Reproduce exactly the lines from the line containing "Point out the white car" through the last line of the listing, and no others.

= = = = = = =

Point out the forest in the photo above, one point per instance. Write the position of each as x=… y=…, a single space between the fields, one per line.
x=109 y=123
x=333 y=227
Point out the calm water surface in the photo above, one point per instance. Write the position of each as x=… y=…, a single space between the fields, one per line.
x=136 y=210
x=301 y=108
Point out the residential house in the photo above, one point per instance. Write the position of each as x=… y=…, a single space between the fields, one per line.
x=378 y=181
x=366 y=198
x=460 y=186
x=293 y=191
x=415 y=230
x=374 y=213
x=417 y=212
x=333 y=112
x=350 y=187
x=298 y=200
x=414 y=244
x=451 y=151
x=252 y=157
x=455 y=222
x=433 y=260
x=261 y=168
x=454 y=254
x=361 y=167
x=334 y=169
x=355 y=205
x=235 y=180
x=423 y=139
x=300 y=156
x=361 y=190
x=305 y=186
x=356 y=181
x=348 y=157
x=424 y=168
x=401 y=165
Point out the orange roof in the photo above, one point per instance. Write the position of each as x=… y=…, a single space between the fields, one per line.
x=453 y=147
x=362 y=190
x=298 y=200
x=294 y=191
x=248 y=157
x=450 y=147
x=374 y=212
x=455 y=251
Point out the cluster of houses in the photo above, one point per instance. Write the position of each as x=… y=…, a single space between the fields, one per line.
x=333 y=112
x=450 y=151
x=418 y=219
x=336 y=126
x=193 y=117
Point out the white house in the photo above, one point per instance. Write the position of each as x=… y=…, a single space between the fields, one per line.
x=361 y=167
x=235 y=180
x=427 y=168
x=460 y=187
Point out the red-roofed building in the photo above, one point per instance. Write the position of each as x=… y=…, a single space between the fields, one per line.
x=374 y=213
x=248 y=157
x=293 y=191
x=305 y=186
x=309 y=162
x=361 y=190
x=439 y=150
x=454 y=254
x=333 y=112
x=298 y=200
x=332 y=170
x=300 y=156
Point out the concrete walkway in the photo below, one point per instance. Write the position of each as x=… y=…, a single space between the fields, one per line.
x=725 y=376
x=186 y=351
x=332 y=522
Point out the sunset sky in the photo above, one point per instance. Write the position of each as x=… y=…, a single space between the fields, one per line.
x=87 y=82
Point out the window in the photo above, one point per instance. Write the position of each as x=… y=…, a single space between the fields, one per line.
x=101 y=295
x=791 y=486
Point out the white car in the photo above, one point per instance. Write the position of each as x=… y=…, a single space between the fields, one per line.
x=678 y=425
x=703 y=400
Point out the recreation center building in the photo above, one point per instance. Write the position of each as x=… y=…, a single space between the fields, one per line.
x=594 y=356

= = = = = = =

Expected answer
Point out the white car in the photo above, one point per instance. Write the position of each as x=… y=…, a single space between the fields, one per line.
x=678 y=425
x=703 y=400
Point out the recreation center building in the photo above, one point per instance. Write the position of each as x=… y=…, a single space between the fields, one per line.
x=594 y=356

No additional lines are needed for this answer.